(Doha) Pour le Maroc et pour l’Afrique ! Vainqueur 1-0 du Portugal de Cristiano Ronaldo samedi en quart de finale du Mondial-2022, le Maroc est entré dans l’histoire du football en devenant le premier pays africain à atteindre le dernier carré de la Coupe du monde.

Le Cameroun de Roger Milla en 1990 et le Sénégal d’El-Hadji Diouf en 2002 s’en étaient approchés de très près, le Ghana d’Asamoah Gyan encore plus en 2010, quand il avait fallu une main volontaire de Luis Suarez puis une séance de tirs au but pour le priver de demi-finale.

Samedi, le Maroc y est parvenu, enfin, au prix d’un courage admirable et d’une défense de fer, au fil d’un parcours redoutable qui l’a vu affronter en poules la Croatie, vice-championne du monde, et la Belgique, 3e du précédent Mondial, avant de se frotter avec succès à deux grandes puissances du football mondial, l’Espagne puis le Portugal, en phase à élimination directe.

## Items extraits
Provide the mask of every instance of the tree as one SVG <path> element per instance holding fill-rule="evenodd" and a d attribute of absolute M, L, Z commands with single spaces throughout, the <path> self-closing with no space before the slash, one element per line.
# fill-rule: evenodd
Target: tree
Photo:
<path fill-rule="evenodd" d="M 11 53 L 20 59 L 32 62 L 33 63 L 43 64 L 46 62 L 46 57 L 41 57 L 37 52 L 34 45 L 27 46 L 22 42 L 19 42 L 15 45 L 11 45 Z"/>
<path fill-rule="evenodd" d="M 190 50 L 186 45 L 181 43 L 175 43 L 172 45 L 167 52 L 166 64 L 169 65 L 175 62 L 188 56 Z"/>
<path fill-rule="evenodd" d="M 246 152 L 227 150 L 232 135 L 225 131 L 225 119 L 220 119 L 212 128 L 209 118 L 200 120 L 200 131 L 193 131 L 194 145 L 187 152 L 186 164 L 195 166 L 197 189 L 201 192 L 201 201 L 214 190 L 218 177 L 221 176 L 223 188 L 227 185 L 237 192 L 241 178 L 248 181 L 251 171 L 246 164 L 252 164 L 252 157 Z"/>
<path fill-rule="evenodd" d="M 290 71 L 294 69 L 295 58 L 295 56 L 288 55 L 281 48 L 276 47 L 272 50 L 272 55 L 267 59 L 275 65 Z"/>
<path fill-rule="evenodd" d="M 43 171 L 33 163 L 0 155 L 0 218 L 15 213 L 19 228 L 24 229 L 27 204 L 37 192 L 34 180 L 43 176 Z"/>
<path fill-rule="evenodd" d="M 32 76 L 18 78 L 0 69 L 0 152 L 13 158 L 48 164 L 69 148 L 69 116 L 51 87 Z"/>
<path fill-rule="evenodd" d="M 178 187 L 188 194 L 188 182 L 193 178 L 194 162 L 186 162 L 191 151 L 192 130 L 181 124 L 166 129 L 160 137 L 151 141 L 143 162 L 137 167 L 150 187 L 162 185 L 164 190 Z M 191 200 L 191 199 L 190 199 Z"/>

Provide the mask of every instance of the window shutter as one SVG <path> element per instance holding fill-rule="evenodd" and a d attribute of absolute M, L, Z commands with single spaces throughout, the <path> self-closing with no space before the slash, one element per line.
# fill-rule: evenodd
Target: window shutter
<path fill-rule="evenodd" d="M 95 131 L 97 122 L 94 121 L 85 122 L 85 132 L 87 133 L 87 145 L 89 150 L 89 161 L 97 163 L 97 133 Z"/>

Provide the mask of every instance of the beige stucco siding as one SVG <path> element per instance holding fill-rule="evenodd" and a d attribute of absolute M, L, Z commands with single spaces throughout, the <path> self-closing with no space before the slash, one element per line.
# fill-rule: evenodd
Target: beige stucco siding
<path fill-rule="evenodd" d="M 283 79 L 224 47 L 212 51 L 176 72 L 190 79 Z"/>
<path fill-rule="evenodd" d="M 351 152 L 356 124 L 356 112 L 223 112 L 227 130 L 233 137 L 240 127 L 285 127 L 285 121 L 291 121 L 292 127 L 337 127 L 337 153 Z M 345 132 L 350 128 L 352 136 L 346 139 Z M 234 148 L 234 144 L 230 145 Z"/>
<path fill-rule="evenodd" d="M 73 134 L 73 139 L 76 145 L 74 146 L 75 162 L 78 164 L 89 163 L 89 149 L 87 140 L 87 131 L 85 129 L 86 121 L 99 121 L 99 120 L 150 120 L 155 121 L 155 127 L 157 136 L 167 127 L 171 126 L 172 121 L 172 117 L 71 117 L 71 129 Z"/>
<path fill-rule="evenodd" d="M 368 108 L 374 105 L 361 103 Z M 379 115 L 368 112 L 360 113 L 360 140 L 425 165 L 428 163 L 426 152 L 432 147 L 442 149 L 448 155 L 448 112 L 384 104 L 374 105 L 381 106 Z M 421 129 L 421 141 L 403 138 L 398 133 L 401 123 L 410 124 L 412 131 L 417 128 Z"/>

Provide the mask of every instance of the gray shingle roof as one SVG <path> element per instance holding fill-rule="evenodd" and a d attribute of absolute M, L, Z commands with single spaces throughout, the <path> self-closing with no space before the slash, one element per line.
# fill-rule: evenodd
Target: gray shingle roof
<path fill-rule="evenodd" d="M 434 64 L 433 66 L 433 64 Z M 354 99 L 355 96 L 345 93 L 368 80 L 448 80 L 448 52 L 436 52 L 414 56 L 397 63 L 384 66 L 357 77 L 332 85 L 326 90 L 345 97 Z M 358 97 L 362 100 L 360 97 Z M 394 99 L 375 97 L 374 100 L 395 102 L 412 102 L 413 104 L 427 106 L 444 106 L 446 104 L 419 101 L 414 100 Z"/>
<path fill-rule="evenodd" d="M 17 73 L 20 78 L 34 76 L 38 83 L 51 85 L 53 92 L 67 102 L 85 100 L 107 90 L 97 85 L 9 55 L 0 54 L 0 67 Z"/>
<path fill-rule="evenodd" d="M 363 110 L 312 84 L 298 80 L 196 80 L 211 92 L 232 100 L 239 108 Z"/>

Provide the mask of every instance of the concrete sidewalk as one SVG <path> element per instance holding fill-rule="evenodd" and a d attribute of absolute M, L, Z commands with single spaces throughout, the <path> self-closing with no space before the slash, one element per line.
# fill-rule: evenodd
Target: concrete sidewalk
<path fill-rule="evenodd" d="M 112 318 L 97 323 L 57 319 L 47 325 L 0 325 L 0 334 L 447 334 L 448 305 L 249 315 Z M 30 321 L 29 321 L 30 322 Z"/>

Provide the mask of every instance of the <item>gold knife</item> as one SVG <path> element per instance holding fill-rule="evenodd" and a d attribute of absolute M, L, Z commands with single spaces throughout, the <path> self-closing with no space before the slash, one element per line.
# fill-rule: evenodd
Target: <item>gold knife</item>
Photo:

## Consigne
Recopiez tel quel le passage du texte source sur le Maroc au Mondial-2022, en partant de « Samedi, le Maroc » et en terminant par « à élimination directe. ».

## Corrigé
Samedi, le Maroc y est parvenu, enfin, au prix d’un courage admirable et d’une défense de fer, au fil d’un parcours redoutable qui l’a vu affronter en poules la Croatie, vice-championne du monde, et la Belgique, 3e du précédent Mondial, avant de se frotter avec succès à deux grandes puissances du football mondial, l’Espagne puis le Portugal, en phase à élimination directe.